## Problem details:
A complete answer retypes each of the records below precisely and includes none of the pictures.

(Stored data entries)
****

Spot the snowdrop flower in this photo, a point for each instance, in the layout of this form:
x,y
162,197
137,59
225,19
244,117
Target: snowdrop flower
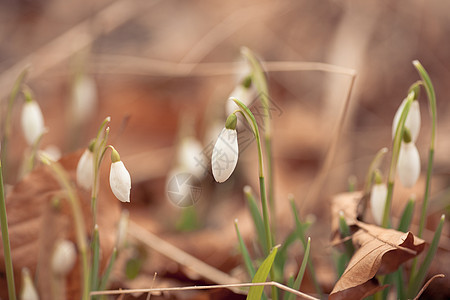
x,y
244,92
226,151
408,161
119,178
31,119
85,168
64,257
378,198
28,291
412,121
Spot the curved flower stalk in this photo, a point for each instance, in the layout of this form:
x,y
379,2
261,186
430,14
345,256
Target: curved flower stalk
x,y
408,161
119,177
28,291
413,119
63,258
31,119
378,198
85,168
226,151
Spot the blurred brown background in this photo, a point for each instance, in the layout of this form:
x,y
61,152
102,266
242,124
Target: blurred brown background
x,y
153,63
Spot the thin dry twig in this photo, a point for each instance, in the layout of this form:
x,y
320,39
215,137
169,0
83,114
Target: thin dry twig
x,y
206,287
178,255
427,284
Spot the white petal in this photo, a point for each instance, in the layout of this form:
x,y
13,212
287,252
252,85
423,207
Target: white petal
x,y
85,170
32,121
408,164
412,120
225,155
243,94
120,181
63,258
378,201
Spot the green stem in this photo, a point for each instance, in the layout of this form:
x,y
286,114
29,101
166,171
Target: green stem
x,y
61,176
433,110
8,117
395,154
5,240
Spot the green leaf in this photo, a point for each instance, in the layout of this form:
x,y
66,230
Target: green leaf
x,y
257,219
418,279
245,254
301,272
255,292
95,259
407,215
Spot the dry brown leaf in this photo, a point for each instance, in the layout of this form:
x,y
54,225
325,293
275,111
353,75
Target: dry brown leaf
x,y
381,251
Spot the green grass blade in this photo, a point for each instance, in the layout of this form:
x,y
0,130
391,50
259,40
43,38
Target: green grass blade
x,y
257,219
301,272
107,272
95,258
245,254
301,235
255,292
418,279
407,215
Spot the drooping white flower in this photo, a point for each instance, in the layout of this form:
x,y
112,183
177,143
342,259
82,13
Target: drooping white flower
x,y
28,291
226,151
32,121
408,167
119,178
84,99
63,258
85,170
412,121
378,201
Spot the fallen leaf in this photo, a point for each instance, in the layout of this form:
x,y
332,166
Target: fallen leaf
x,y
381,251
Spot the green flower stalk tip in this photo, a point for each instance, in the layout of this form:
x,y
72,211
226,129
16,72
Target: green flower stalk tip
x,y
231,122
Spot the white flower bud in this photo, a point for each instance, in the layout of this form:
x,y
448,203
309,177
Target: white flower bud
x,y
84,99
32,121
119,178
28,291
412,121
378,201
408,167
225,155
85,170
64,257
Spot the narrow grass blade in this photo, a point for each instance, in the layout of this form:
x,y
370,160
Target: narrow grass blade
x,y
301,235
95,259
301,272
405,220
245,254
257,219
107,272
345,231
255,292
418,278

****

## Result of the exercise:
Spot the snowdrop flower in this photo, a point for each instance, in the layout of this form:
x,y
162,197
137,59
225,19
244,117
Target: snowdrop flower
x,y
244,92
226,151
408,161
119,178
31,119
85,168
64,257
378,198
28,291
412,121
Spot the curved flower stalk in this photo, a point for each instance, in the layout of this form:
x,y
379,2
261,186
430,14
345,256
Target: curved flower stalk
x,y
408,161
119,177
28,291
413,119
63,258
31,119
378,198
85,168
226,151
Spot the blurred brown background in this photo, a point for each instance, in the layout of this form:
x,y
61,152
102,266
242,124
Target: blurred brown background
x,y
153,63
Spot the thin dry twig in this photo, a point for each instance, in the layout of this form:
x,y
320,39
215,137
169,0
83,114
Target: thin dry twig
x,y
206,287
178,255
427,284
Spot the white petal in this photo, a point for each instance, in the layout of this form:
x,y
13,212
287,252
252,85
423,207
Target: white petal
x,y
85,170
32,121
408,164
412,120
225,155
243,94
120,181
63,258
378,201
Spot the green stem in this photo, a point for each instance, in the layout of this form:
x,y
286,114
29,101
166,171
Target: green stem
x,y
61,176
433,110
8,117
395,154
5,240
Spot the green leaf in this photo, a point for each instance, in the layout of this form:
x,y
66,230
Target: green leaf
x,y
257,219
418,279
245,254
301,272
255,292
95,259
407,215
Spot the dry brown leaf in this photo, a point for each instance, in the layout of this form:
x,y
54,225
325,293
275,111
353,75
Target: dry brown leaf
x,y
381,251
Spot the green grass blade in this photo, a point for each instance, in the layout of this form:
x,y
0,130
391,50
259,40
43,38
Target: green grass blade
x,y
257,219
301,272
107,272
95,258
245,254
301,235
255,292
418,279
407,215
Spot the drooping white flower in this photo, a point for each instance, in the layout of this form:
x,y
112,183
177,143
342,259
82,13
Target: drooping white flower
x,y
28,291
226,151
32,121
408,167
119,178
84,99
63,258
85,170
412,121
378,201
Spot the fallen leaf in this photo, a point for each instance, in the layout of this form:
x,y
332,166
Target: fallen leaf
x,y
381,251
Spot the green flower stalk tip in this photo, a point for each instance, in the layout of this form:
x,y
72,211
226,129
16,72
Target: green flower stalk tip
x,y
231,122
Spot the white flower bud in this photo, a point for each instance, in the layout of this form:
x,y
448,203
309,177
Target: white flower bud
x,y
84,99
32,121
119,178
28,291
412,121
378,201
408,167
225,155
85,170
64,257
Spot the narrow grass blade in this photo, a point for each instance, in the layout of this form:
x,y
370,160
Target: narrow grass blade
x,y
301,235
95,259
301,272
405,220
245,254
257,219
107,272
345,231
255,292
418,278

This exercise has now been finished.